**Source document:**

◇ ◇ ◇

Tuesday, March 13, 2007

Here's an odd one ~ Twist and Shout

The more senior of my two partners when I first went into practice was old school in the very best sense of the words. The most general of general surgeons, he still did the occasional orthopedic procedure, yanked out uteri (indeed, that operation is more of a “yank,” in terms of non-anatomic dissection, than most), didn’t mind drilling a burr-hole or two if called upon to do it. I’m sure he’d have been happy to deliver a baby on the proverbial kitchen table; in fact, I think he did, back a ways. Many of his patients were people for whom he provided complete care as their family doctor. Blood pressure, diabetes, pneumonia — he managed them all. And well, far as I could see. Gentle and soft-spoken, self-deprecating, Hume was welcoming to me from the start, and set an admirable example. When he assisted me, or I him, I always learned something. And, I’m happy to say, I showed him a few things as well. If it was mutual admiration, it was lop-sided in the way of a cub and a poppa bear.
He practiced mostly in the time when doctors were nothing but highly respected, and, at least in his case, it was entirely deserved. In his forty or so years of practice, he was never sued. Here’s how it was in his heyday, as he told me once: a long-time patient, on whom he’d done a colon resection several years earlier, came to see him with abdominal pain. As was standard in the days before ultrasound, Hume ordered a gallbladder Xray, which made the expected diagnosis of gallstones. “George,” he told the man, “looks like you’ll need your gallbladder out. And while we’re in there, I’m going to remove a clamp that I seem to have left in you last time.” “Sure thing, doc. Whatever you say.” (Snide-comment-avoiding explication: far as I recall, it was the stones that were the problem.)
One of my favorite tricks of patient care, for which I loved to write the order because I knew it boggled some nurses and about which I was never certain it worked but wrote it anyway because it made intuitive sense even if it seemed silly so it was fun to talk my patients into it and to imagine them doing it, having had a few people get better after doing it whether they would have or not had they not done it, and which in part I ordered because it always reminded me of Hume and made me feel like a canny old-timer who had a couple of decidedly low-tech tricks up his sleeve even when I was young but kept ordering when I was old, frequently enough that the nurses referred to it as the “Schwab shake” because it was in a different town and none of them knew Hume, was a thing he taught me. (Chew on that sentence, Strunk and White!) To see any sense in it at all, you have to be able to imagine the intestine in the midst of a small bowel obstruction.

◇ ◇ ◇

**Information supplied:**
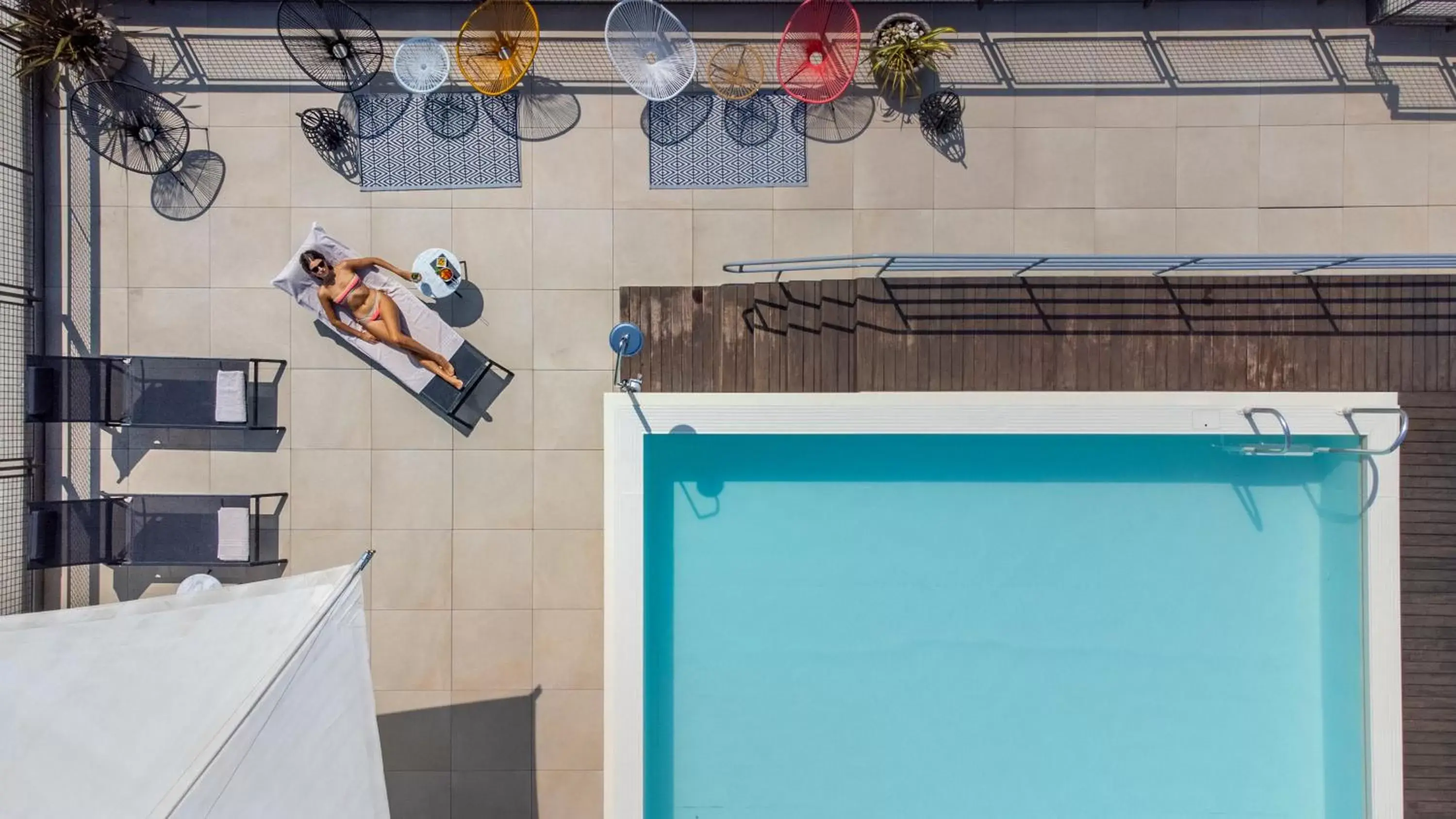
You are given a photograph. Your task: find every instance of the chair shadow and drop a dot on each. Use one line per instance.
(951, 145)
(488, 735)
(752, 121)
(190, 188)
(838, 121)
(545, 110)
(672, 121)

◇ ◇ ◇

**Task directions:**
Please transcribe the post about the senior surgical partner, starting at the words "He practiced mostly" and stopping after "were the problem.)".

**Answer to this task:**
He practiced mostly in the time when doctors were nothing but highly respected, and, at least in his case, it was entirely deserved. In his forty or so years of practice, he was never sued. Here’s how it was in his heyday, as he told me once: a long-time patient, on whom he’d done a colon resection several years earlier, came to see him with abdominal pain. As was standard in the days before ultrasound, Hume ordered a gallbladder Xray, which made the expected diagnosis of gallstones. “George,” he told the man, “looks like you’ll need your gallbladder out. And while we’re in there, I’m going to remove a clamp that I seem to have left in you last time.” “Sure thing, doc. Whatever you say.” (Snide-comment-avoiding explication: far as I recall, it was the stones that were the problem.)